- The request -
Output, word for word, the line of the records that contains "vegetation in the photo above." and every line after it through the end of the records.
------
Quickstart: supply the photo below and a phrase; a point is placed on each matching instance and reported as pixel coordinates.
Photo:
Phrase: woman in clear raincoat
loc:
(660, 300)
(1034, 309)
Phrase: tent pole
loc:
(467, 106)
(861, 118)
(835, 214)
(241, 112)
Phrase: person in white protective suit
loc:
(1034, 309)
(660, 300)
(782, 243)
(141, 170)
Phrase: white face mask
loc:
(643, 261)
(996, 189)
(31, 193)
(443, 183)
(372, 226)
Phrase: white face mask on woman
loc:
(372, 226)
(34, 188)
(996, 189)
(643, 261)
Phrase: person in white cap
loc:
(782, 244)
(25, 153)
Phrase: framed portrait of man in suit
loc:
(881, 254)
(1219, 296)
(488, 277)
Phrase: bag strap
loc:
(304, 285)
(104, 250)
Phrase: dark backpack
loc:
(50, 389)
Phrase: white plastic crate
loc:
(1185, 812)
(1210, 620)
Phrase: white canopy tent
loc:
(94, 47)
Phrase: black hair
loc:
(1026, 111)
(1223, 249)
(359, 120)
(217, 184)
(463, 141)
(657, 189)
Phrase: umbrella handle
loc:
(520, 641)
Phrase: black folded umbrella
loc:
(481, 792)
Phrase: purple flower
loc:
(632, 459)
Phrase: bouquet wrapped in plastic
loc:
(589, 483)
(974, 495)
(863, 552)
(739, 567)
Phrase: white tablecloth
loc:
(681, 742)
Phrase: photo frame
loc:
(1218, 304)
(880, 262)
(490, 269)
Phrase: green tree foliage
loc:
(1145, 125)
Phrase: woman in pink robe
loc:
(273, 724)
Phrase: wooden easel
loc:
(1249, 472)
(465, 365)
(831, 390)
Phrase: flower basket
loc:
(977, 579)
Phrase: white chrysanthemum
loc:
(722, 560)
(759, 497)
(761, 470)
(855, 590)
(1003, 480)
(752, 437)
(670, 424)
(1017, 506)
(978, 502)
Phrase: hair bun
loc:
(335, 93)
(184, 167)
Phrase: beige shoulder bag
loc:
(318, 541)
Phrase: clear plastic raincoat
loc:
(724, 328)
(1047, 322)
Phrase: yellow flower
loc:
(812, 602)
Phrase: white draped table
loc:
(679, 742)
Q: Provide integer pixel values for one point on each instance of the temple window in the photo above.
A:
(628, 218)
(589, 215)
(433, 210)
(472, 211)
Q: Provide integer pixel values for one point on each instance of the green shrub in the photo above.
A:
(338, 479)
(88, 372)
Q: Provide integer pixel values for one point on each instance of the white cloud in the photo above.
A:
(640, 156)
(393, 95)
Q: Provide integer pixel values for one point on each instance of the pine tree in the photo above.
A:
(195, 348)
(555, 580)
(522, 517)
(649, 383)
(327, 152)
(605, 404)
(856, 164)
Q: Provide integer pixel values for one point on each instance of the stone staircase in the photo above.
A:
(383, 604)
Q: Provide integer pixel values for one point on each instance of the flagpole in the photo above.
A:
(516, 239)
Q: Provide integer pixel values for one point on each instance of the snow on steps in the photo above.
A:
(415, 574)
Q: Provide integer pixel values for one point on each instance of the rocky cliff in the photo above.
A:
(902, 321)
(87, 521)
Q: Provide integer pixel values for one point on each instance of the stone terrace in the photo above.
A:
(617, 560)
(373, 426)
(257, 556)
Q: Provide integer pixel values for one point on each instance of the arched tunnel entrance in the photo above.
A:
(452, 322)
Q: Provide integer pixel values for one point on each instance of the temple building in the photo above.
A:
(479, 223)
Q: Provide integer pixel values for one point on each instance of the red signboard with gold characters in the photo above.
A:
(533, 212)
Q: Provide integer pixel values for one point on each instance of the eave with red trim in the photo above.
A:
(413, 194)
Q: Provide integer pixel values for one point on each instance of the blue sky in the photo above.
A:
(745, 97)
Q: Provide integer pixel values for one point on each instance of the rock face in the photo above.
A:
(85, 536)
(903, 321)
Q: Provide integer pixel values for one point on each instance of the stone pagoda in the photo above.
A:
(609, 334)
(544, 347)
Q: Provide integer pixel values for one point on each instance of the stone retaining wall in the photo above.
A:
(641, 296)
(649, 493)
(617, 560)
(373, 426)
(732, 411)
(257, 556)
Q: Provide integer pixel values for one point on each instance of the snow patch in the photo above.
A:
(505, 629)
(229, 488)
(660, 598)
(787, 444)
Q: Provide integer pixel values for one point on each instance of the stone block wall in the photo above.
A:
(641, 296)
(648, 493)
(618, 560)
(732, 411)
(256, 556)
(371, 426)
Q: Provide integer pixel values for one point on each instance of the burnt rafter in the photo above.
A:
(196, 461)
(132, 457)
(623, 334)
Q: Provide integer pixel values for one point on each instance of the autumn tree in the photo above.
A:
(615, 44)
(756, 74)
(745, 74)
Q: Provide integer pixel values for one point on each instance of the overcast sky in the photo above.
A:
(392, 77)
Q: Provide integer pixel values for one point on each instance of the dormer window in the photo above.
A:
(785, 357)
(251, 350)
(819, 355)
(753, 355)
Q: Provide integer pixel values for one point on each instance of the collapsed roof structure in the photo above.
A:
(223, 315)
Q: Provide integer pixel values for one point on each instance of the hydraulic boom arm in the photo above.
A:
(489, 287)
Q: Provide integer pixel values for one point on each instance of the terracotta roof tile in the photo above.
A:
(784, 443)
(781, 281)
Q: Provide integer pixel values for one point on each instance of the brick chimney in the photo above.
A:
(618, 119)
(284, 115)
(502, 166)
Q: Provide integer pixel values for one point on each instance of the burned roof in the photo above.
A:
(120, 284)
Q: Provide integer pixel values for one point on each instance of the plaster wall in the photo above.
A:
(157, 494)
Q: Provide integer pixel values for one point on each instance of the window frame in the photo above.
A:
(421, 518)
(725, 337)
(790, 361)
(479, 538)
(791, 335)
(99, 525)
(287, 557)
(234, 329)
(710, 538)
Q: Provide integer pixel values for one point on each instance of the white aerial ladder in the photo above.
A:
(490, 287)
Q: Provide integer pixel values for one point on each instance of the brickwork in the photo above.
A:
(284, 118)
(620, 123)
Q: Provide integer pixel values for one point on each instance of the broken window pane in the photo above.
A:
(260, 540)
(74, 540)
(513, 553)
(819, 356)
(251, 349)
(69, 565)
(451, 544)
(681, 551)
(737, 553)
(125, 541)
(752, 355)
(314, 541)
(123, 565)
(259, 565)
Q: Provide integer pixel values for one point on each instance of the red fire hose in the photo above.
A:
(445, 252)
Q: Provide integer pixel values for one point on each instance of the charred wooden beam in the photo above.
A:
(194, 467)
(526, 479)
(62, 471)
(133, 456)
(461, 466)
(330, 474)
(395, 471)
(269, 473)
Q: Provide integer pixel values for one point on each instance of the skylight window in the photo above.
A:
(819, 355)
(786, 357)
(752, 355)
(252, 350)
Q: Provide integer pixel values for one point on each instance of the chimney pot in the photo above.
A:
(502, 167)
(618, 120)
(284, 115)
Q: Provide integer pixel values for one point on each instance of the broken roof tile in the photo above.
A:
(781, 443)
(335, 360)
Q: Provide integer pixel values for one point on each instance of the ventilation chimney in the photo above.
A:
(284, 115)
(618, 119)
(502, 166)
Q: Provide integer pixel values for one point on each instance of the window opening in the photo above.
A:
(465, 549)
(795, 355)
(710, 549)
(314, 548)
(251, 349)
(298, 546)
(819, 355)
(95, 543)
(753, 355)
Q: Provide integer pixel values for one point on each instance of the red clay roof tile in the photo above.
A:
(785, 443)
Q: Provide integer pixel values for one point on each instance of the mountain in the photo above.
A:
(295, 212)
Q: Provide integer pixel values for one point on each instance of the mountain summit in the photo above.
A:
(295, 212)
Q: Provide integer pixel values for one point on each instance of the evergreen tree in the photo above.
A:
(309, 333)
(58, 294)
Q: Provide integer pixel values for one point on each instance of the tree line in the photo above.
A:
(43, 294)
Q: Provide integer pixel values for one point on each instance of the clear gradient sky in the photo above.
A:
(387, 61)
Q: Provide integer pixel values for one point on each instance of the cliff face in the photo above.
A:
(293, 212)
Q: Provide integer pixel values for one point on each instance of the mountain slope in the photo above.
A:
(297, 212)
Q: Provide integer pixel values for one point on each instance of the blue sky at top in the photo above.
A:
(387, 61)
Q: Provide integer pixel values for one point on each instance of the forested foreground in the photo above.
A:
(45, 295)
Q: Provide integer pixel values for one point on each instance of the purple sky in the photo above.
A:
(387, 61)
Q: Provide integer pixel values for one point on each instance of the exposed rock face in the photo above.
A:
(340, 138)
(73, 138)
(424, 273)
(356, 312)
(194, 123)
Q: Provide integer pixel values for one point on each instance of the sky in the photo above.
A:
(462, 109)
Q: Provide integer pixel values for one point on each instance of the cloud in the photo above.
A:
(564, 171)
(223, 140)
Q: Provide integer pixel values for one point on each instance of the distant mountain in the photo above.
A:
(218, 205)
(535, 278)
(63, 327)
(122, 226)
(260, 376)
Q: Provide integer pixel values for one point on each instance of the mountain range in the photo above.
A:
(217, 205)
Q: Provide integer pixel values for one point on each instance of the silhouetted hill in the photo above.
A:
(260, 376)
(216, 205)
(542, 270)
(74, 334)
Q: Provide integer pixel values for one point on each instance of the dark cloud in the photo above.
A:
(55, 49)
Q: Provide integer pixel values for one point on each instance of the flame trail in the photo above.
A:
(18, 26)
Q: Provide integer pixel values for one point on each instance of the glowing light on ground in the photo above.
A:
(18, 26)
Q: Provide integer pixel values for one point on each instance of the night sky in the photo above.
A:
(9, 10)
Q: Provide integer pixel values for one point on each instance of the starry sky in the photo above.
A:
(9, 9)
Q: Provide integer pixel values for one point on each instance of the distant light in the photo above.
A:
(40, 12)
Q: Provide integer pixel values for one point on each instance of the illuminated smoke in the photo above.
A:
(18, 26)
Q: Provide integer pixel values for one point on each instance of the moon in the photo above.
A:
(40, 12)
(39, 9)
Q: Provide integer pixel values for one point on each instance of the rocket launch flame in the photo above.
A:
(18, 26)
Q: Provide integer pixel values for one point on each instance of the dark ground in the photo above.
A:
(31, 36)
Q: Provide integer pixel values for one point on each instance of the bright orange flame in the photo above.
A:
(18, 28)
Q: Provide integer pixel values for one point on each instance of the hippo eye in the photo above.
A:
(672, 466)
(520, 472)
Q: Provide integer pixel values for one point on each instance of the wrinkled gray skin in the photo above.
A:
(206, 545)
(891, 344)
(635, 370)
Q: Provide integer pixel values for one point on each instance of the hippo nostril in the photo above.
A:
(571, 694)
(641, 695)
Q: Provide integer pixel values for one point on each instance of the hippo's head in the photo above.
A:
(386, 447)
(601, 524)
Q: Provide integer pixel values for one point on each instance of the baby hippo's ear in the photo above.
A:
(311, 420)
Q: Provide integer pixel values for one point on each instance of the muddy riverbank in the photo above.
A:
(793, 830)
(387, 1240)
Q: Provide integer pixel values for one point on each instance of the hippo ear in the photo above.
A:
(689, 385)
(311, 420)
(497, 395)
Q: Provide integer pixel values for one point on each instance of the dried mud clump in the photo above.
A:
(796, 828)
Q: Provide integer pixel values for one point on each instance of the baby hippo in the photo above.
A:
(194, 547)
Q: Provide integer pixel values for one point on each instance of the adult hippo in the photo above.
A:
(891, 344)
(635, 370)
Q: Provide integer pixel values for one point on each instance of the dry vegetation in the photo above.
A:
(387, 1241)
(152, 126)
------
- Answer for this exercise -
Q: Provide integer pixel values for one point on each instance of the dry vegetation in the photo above.
A:
(387, 1241)
(152, 126)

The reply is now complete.